→ Exercise goal
Transcribe, exactly and in full, every record shown below, while omitting its images.

======== Data for this task ========

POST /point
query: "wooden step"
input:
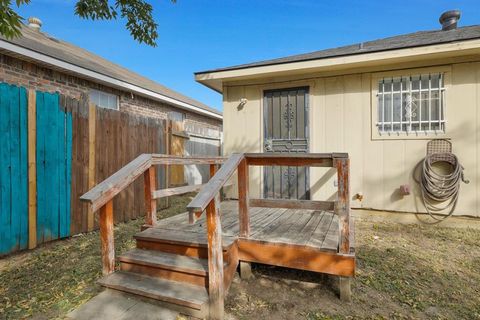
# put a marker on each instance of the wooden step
(192, 239)
(166, 265)
(165, 260)
(167, 291)
(189, 243)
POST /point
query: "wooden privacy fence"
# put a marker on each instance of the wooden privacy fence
(52, 150)
(101, 198)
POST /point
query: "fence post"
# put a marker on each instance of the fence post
(215, 262)
(106, 236)
(244, 219)
(92, 114)
(150, 184)
(342, 207)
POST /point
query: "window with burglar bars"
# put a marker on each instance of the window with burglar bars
(412, 104)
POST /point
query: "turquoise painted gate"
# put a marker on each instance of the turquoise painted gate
(13, 169)
(54, 162)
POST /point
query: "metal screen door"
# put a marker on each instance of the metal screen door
(285, 114)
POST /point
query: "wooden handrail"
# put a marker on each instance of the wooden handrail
(158, 159)
(294, 159)
(113, 185)
(203, 198)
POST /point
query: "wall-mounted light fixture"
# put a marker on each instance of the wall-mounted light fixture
(242, 103)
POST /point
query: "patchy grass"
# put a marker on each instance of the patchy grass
(403, 272)
(48, 282)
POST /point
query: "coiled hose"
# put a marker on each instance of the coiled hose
(440, 192)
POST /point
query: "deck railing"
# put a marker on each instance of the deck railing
(205, 200)
(101, 198)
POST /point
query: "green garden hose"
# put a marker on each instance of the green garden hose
(440, 191)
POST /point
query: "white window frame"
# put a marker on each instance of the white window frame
(108, 95)
(379, 134)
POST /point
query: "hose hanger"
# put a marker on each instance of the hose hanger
(440, 179)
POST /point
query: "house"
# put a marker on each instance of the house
(381, 101)
(70, 119)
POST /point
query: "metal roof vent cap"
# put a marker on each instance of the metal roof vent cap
(34, 23)
(449, 19)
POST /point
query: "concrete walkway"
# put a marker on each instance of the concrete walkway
(115, 305)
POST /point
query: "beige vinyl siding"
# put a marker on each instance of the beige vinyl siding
(341, 121)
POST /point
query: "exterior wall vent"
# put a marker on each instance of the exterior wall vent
(449, 19)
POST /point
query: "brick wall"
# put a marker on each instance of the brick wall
(30, 75)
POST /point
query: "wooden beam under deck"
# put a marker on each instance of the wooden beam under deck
(292, 204)
(296, 257)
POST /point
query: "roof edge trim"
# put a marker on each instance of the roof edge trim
(103, 78)
(270, 63)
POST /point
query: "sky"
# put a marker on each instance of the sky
(198, 35)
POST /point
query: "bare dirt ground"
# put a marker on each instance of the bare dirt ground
(403, 272)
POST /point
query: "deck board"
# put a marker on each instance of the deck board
(309, 228)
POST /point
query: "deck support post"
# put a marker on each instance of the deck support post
(106, 236)
(243, 217)
(342, 206)
(150, 183)
(245, 270)
(216, 289)
(345, 287)
(342, 209)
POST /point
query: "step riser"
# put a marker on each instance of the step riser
(171, 301)
(180, 249)
(168, 274)
(200, 314)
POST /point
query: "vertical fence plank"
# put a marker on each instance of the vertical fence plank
(32, 170)
(5, 168)
(149, 178)
(244, 219)
(13, 169)
(61, 169)
(106, 236)
(40, 141)
(91, 158)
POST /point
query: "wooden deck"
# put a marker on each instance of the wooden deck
(310, 228)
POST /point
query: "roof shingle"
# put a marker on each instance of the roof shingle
(417, 39)
(43, 43)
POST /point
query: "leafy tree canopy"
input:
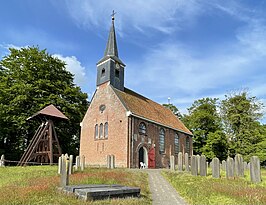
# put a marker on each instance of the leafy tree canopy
(31, 79)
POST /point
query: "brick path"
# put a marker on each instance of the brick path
(162, 192)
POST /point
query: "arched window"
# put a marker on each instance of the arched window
(96, 132)
(106, 130)
(187, 145)
(101, 130)
(161, 141)
(142, 128)
(176, 143)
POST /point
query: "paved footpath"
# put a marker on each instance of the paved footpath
(162, 192)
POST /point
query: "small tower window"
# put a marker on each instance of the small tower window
(117, 73)
(161, 141)
(142, 128)
(176, 143)
(103, 72)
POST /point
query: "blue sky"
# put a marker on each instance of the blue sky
(182, 49)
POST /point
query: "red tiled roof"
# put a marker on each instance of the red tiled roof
(150, 110)
(50, 110)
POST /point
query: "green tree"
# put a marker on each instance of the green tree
(216, 145)
(202, 119)
(174, 110)
(30, 79)
(240, 114)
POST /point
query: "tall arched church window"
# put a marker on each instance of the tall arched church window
(96, 136)
(106, 130)
(101, 130)
(187, 145)
(142, 128)
(161, 141)
(176, 143)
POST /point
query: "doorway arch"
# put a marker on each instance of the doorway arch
(143, 156)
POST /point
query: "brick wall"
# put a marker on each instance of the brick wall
(96, 151)
(152, 138)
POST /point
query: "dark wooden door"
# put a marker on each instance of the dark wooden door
(151, 158)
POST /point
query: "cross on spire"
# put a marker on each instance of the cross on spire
(113, 15)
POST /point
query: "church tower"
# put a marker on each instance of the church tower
(110, 68)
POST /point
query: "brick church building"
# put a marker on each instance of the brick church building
(125, 124)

========

→ Reply
POST /point
query: "wooden step"
input:
# put a marker on each instance of the wooden step
(192, 239)
(166, 265)
(165, 260)
(167, 291)
(189, 243)
POST /point
query: "wooden privacy fence"
# put a marker on each instance of the wooden privacy fence
(52, 150)
(101, 198)
POST /point
query: "fence post"
# put a marker on each instance of the fence post
(215, 262)
(106, 236)
(244, 219)
(92, 114)
(150, 184)
(342, 207)
POST /point
query: "window with burglar bars"
# put a marker on each instance of the window with burglar bars
(412, 104)
POST /point
query: "turquoise painted gate"
# put a marker on each instance of the turquoise painted gate
(13, 169)
(54, 162)
POST /point
query: "metal screen door"
# put a marker on each instance of the metal screen door
(285, 114)
POST /point
query: "wooden handrail"
# put a marker on each instance of the wooden handrail
(158, 159)
(294, 159)
(113, 185)
(203, 198)
POST /point
query: "wall-mounted light fixture"
# put a marker on each instance of the wall-mounted light fixture
(242, 103)
POST /point
query: "patchy grass"
# put a marker on each instance of the patchy grass
(403, 272)
(48, 282)
POST /point
query: "coiled hose"
# put a marker on each instance of the coiled hose
(440, 192)
POST /point
query: "deck railing"
# put a marker on each instance of the deck railing
(205, 200)
(101, 198)
POST /point
query: "green garden hose"
# put a marker on each instance of the green garden hose
(440, 191)
POST /point
query: "white window frame"
# put a marker on each instance of the white window frame
(108, 95)
(379, 134)
POST /point
query: "hose hanger"
# put a marker on each instance of the hose hanger
(440, 179)
POST /point
query: "house"
# put a marker on each instance of the house
(381, 101)
(70, 119)
POST /point
query: "metal roof vent cap"
# put a marker on each instance of the metal roof vent cap
(34, 23)
(449, 19)
POST /point
query: "concrete walkway"
# put a marker on each instance of the concrete walkway
(115, 305)
POST /point
query: "beige vinyl siding"
# put a marker on each instance of the beige vinyl siding
(341, 121)
POST /point
query: "exterior wall vent"
# put a marker on each instance of the exterior wall vent
(449, 19)
POST /point
query: "brick wall"
# put a marker on each instance of the brick wall
(30, 75)
POST /point
query: "wooden beam under deck"
# put a marker on each instance of the wooden beam under deck
(292, 204)
(296, 257)
POST /point
query: "roof edge trim"
# put a marker on each instance of the roof edge trim
(103, 78)
(270, 63)
POST /point
query: "sky"
# put a marker on each instance of the sky
(198, 35)
POST /point
query: "bare dirt ground"
# put a marker on each instance of the bare dirt ground
(403, 272)
POST /point
query: "deck board"
# put a marker on each instance of the deck board
(309, 228)
POST /point
query: "deck support post"
# put a marker on each instance of the deck support post
(106, 236)
(243, 217)
(342, 206)
(150, 183)
(245, 270)
(216, 289)
(345, 287)
(342, 209)
POST /point
query: "step riser"
# put a marker on each instance of the step riser
(171, 301)
(180, 249)
(168, 274)
(200, 314)
POST /point
query: "vertical fence plank"
# put a marker on each instance of the vertical fence plank
(32, 170)
(5, 168)
(149, 178)
(244, 219)
(13, 169)
(61, 169)
(106, 236)
(40, 141)
(91, 158)
POST /point
query: "wooden deck"
# put a marker on each instance of the wooden deck
(310, 228)
POST /point
query: "roof shingle"
# put a marker on each instance of the roof shingle
(417, 39)
(43, 43)
POST /point
query: "leafy tree canopy"
input:
# put a marker on each instance of the leafy tree canopy
(31, 79)
POST /point
query: "brick path"
# put a marker on each instance of the brick path
(162, 192)
POST /point
query: "arched window"
# put a marker on each instance of the arched window
(96, 132)
(106, 130)
(187, 145)
(101, 130)
(161, 141)
(142, 128)
(176, 143)
POST /point
query: "paved footpath"
# put a marker on each instance of the paved footpath
(162, 192)
POST /point
query: "small tower window"
# put a marker on each instance of the small tower window
(117, 73)
(161, 141)
(142, 128)
(176, 143)
(103, 72)
POST /point
query: "blue sky"
# put a marker on each instance of the blue sky
(182, 49)
POST /point
query: "red tiled roof"
# put a marker on each instance of the red tiled roof
(150, 110)
(50, 110)
POST /point
query: "green tree"
# put a marker on each instance of the green tree
(216, 145)
(202, 119)
(174, 110)
(30, 79)
(240, 114)
POST /point
query: "tall arched church window"
# put a marker on each instance of the tall arched church window
(96, 136)
(106, 130)
(101, 130)
(187, 145)
(142, 128)
(161, 141)
(176, 143)
POST /point
query: "doorway arch"
# put a marker on each instance of the doorway arch
(143, 156)
POST /point
query: "brick wall"
# put a marker on each instance of the brick wall
(96, 151)
(152, 138)
POST /point
query: "dark wooden door"
# put a marker on each instance of the dark wooden door
(151, 158)
POST /point
query: "cross on spire"
# put a marker on each instance of the cross on spire
(113, 15)
POST /point
query: "church tower"
# put a marker on each instance of the church tower
(110, 68)
POST /point
query: "brick church building"
# put a marker on each instance of the brick church building
(125, 124)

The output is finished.